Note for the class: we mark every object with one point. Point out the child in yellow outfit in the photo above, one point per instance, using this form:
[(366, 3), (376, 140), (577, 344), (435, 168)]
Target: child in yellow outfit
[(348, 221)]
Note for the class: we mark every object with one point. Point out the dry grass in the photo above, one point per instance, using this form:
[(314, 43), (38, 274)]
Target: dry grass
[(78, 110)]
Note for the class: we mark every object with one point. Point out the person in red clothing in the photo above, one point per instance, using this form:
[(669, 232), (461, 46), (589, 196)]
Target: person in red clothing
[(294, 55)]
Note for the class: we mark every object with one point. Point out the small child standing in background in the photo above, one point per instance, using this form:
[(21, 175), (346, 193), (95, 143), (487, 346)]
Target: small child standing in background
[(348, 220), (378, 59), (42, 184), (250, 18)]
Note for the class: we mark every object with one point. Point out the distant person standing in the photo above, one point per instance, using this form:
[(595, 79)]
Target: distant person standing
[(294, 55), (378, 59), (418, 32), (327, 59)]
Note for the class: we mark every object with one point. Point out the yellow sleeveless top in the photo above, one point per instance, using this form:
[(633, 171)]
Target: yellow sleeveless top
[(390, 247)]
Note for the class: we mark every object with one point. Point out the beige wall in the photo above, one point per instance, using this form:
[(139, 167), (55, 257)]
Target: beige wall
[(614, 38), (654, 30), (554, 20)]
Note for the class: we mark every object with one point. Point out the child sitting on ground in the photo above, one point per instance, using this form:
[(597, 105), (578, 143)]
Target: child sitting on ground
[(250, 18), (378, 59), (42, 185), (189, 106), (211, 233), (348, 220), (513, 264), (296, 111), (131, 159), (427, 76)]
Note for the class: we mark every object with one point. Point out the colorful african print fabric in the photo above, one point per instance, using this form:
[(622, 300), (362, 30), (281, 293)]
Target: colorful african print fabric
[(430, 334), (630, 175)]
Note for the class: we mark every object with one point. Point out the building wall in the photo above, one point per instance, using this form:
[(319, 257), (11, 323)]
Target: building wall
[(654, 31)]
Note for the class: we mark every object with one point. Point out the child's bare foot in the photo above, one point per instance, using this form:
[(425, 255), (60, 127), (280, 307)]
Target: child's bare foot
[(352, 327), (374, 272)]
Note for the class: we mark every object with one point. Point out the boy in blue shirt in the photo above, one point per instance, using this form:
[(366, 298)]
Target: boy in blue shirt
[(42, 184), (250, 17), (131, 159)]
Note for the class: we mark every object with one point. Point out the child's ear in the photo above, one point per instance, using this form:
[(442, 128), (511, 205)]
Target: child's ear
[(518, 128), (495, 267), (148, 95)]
------------------------------
◆ **Exercise requirements**
With no words changed, transcribe the records above.

◆ **Solution to this task**
Note for the class: we mark every object with one point. Point out the child in yellow outfit in the photo above, one point per instance, using this form:
[(366, 3), (376, 140), (577, 344), (435, 168)]
Target: child in yellow outfit
[(348, 221)]
Note for the class: we mark every object with one point. Point out the dry grass in the photo above, one point per instance, using this form:
[(314, 43), (38, 274)]
Target: dry grass
[(78, 110)]
Note for the class: we mark every object with one point. Point out the person in red clothing in the photo above, one point per instance, using this form:
[(669, 232), (461, 46), (589, 196)]
Target: person in red clothing
[(294, 55)]
Note for the class: we mark every object with one point. Point out the small child standing in background in the photo above, one point per instance, using this form:
[(21, 175), (346, 193), (95, 143), (487, 346)]
Target: small child standing in background
[(348, 220), (378, 59), (42, 184), (250, 18)]
Note for the class: we mark every object with one point. Point out the distant person standing in the photo above, one point per instance, using this form:
[(595, 79)]
Target: distant person standing
[(294, 55), (378, 59), (418, 32), (327, 59)]
Note for the class: we mark every object with one point. Point out the yellow sleeveless top in the photo above, one point per instance, using this form:
[(633, 171)]
Target: yellow sleeveless top
[(390, 247)]
Note for the class: we mark every object with one point. Point out the beige wall in the photo above, one point per instance, using this form:
[(139, 167), (55, 257)]
Target: beige wall
[(614, 38), (654, 30), (554, 20)]
Note for the class: we mark every object with one point. Point out the child sitting on ground in the photo above, one point per instance, using this form:
[(597, 105), (578, 143)]
Target: child sitting on ground
[(250, 18), (378, 59), (42, 185), (189, 106), (211, 233), (348, 220), (513, 264), (296, 111), (131, 159), (427, 76)]
Note for the class: we mark every object with one point. Point out the colorful african print fabric in the photo above, one point per instance, using this form:
[(622, 300), (362, 30), (281, 293)]
Target: colorful african print fabric
[(430, 334), (630, 175)]
Note for the class: we mark every object with one point. Point out the building wall in the photo above, one point per instance, using this form:
[(319, 257), (11, 323)]
Target: building wall
[(654, 31)]
Note for the class: we mark every object with one point. Point out the child's bare foot in the photo above, one point per instance, using this form:
[(425, 255), (60, 127), (280, 307)]
Target: child's bare foot
[(352, 327), (374, 272)]
Note for the class: we mark every object with one point. Point out the boy in blue shirt in the photo above, one point per instance, using this form:
[(366, 298)]
Target: boy in blue shirt
[(42, 184), (250, 17), (131, 159)]
Note for the class: we mark every object with one point. Point out the child's ear in the photo above, one point per instance, using this form:
[(442, 128), (511, 205)]
Target: child's ear
[(518, 128), (495, 267), (148, 95)]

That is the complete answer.